WHAT TO PRODUCE —
Reproduce every one of the rows below with the pictures left out and all the request lines kept unchanged. Scale each x and y coordinate in the answers by 0.55, rounding to the nearest whole number with halves rounded up.

LISTED ENTRIES —

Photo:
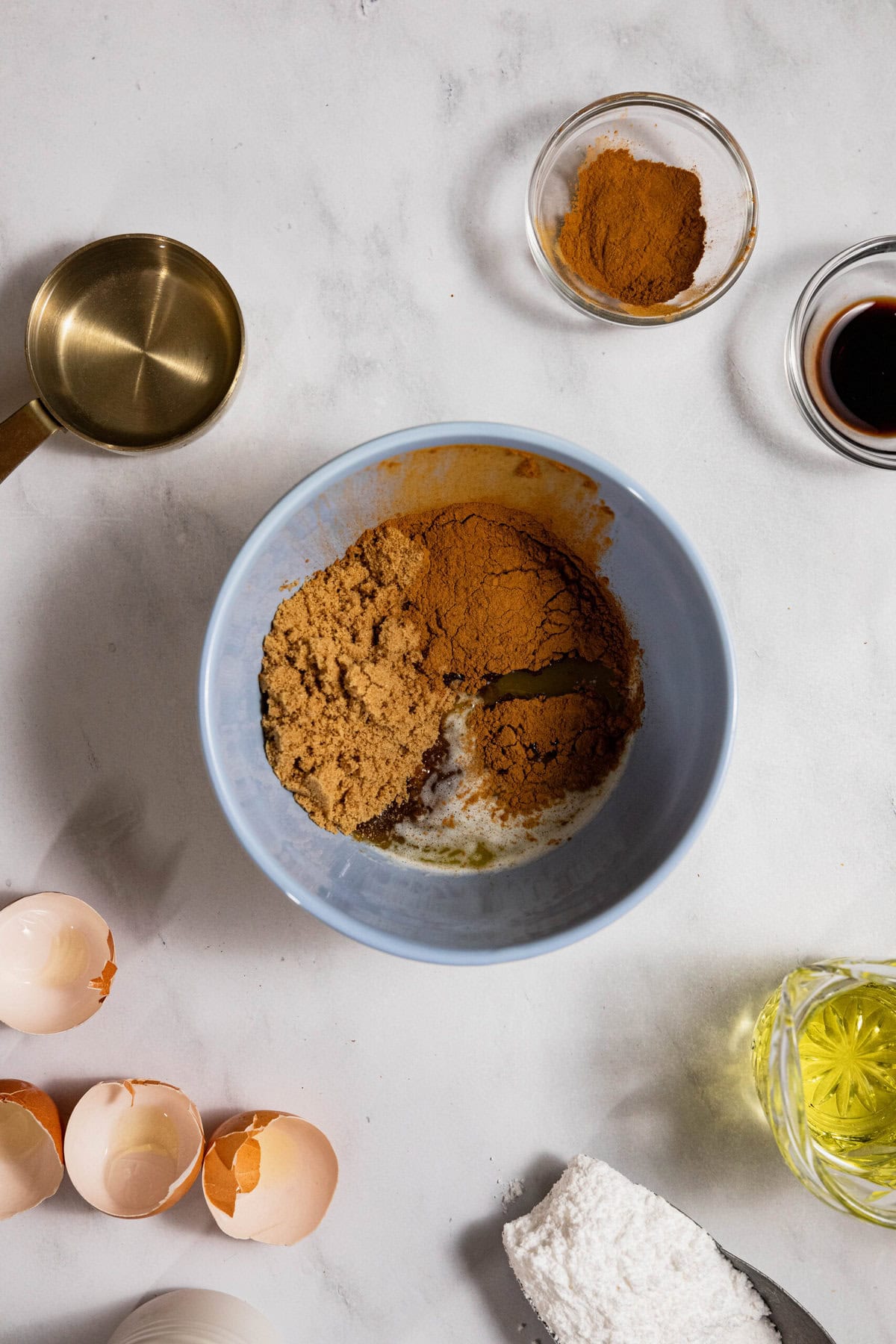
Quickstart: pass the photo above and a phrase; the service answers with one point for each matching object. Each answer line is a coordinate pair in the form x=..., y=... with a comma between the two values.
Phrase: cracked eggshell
x=196, y=1313
x=134, y=1148
x=269, y=1176
x=30, y=1147
x=57, y=962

EXERCISE RESULT —
Photo:
Quickstart: pass the photo above and a phrase; the service answers with one point for each matching object. Each answer line is a coordinate pair in the form x=..., y=... with a comma between the two values.
Phrase: cracked eggshell
x=108, y=722
x=74, y=631
x=148, y=647
x=17, y=631
x=31, y=529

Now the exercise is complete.